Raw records
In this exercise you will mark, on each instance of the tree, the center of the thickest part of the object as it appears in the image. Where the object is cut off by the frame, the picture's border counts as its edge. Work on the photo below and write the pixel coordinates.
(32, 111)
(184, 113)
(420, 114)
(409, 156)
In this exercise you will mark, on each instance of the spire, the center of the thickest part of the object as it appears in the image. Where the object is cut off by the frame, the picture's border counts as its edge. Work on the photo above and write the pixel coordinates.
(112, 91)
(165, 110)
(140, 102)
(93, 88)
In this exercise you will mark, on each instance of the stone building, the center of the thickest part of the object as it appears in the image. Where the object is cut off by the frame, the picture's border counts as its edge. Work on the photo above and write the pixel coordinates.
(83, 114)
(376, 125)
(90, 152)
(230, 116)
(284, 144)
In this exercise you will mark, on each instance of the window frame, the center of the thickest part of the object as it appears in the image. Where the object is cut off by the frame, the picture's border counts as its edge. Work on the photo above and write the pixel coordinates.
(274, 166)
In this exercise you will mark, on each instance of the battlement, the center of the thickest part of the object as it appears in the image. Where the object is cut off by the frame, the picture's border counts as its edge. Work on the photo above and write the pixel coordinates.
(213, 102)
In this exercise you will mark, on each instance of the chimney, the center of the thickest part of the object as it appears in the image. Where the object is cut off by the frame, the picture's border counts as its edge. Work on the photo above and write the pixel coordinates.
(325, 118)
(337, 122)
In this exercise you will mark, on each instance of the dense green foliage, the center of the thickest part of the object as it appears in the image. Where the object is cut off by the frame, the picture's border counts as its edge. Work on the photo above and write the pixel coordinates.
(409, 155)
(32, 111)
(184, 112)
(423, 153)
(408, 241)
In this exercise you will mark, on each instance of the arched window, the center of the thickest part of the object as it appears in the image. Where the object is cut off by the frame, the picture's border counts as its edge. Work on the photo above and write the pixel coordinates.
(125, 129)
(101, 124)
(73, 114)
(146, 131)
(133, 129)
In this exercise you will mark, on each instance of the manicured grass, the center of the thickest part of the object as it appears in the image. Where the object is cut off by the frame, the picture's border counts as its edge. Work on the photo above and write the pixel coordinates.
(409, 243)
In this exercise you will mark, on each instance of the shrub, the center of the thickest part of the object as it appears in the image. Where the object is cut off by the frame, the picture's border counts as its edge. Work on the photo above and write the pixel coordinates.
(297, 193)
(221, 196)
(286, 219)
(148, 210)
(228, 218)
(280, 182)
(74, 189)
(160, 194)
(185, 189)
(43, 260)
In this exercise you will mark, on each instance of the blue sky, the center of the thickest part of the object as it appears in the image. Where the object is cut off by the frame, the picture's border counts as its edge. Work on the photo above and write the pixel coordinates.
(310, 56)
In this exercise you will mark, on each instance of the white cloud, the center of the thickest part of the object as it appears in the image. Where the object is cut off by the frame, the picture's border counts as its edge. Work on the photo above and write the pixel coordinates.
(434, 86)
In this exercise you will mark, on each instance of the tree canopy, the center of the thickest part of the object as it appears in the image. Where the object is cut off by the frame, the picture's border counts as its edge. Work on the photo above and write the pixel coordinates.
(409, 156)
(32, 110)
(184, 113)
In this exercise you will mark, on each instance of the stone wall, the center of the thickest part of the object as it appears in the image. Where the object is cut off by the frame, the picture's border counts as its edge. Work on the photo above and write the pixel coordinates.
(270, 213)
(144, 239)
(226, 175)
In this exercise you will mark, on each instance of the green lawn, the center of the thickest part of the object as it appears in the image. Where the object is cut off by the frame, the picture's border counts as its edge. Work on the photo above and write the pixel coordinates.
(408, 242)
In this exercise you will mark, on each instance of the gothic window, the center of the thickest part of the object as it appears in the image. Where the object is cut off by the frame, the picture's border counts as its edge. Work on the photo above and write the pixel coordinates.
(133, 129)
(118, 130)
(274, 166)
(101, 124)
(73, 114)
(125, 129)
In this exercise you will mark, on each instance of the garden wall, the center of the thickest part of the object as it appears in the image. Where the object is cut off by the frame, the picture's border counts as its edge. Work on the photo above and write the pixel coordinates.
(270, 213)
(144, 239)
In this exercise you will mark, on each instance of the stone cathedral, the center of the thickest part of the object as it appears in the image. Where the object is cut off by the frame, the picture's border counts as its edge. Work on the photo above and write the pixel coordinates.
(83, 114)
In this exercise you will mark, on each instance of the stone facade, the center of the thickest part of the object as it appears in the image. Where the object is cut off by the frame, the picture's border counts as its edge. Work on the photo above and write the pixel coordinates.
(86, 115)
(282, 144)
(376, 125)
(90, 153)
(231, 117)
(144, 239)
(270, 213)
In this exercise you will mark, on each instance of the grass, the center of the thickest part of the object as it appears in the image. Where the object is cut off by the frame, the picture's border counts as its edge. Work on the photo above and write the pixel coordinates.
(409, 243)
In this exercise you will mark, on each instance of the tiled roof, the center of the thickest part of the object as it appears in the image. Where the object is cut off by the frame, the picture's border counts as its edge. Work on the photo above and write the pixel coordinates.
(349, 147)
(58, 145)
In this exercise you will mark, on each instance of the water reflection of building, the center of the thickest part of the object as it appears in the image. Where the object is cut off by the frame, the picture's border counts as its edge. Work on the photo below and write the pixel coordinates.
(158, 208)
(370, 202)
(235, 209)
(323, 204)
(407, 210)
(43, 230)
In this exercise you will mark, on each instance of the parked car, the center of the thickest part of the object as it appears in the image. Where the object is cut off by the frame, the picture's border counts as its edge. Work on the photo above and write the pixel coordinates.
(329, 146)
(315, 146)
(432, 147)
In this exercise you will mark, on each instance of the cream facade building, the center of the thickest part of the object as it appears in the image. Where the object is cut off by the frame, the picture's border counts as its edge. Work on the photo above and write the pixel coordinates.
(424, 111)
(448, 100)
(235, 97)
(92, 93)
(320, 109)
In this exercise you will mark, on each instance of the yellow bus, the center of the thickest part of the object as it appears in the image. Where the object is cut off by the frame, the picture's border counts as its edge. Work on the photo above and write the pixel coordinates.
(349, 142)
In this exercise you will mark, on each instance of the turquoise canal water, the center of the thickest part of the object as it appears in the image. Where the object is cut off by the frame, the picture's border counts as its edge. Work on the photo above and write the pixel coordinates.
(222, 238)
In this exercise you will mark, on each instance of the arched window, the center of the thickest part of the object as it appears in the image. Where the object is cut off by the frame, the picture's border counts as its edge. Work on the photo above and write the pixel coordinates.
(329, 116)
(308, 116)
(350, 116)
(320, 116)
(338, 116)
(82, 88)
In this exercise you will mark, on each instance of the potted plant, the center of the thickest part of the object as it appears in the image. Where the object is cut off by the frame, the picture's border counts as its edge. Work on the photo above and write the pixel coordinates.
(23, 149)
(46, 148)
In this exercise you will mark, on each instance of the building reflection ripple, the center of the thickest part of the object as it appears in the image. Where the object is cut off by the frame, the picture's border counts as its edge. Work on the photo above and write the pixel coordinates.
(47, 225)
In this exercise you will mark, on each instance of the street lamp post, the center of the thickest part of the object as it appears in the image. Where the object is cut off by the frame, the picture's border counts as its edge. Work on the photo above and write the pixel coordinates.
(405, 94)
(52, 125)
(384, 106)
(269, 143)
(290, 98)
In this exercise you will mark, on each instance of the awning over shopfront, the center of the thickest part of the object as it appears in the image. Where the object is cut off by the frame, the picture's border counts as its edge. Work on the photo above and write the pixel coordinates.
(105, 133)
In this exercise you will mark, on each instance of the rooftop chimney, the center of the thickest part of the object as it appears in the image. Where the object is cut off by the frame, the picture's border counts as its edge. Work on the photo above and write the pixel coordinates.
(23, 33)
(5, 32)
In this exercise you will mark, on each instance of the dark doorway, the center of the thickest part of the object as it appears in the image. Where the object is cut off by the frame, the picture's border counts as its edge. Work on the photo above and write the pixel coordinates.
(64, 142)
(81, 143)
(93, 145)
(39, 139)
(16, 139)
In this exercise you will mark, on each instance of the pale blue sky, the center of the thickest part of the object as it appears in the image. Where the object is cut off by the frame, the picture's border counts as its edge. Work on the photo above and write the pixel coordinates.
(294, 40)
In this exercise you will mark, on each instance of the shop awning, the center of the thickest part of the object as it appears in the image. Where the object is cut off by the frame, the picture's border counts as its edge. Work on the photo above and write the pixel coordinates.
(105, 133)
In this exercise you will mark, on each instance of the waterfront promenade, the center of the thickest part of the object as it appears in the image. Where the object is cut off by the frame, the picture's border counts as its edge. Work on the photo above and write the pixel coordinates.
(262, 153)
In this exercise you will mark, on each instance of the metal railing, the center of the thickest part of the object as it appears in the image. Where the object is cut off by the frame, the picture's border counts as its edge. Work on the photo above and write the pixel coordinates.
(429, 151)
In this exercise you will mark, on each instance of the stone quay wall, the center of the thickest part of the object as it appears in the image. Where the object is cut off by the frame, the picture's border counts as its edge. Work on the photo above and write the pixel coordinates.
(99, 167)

### Exercise directions
Quote the lines of the listing above that run from the line with "of the metal" through its last line, both included, and nothing else.

### Final answer
In this exercise you will mark, on each instance of the metal railing, the center of the thickest part of the object as it appears in the image. Where the object is cut off by the frame, the picture's border counts as its edge. Work on the photo above and write the pixel coordinates.
(429, 151)
In this exercise you will mark, on each instance of the stone quay wall, the center of the thickest part of the object as it appears in the image. Where the object is cut off by the frame, the picture's border counts as its edge. Work on the photo above and write the pixel coordinates.
(99, 167)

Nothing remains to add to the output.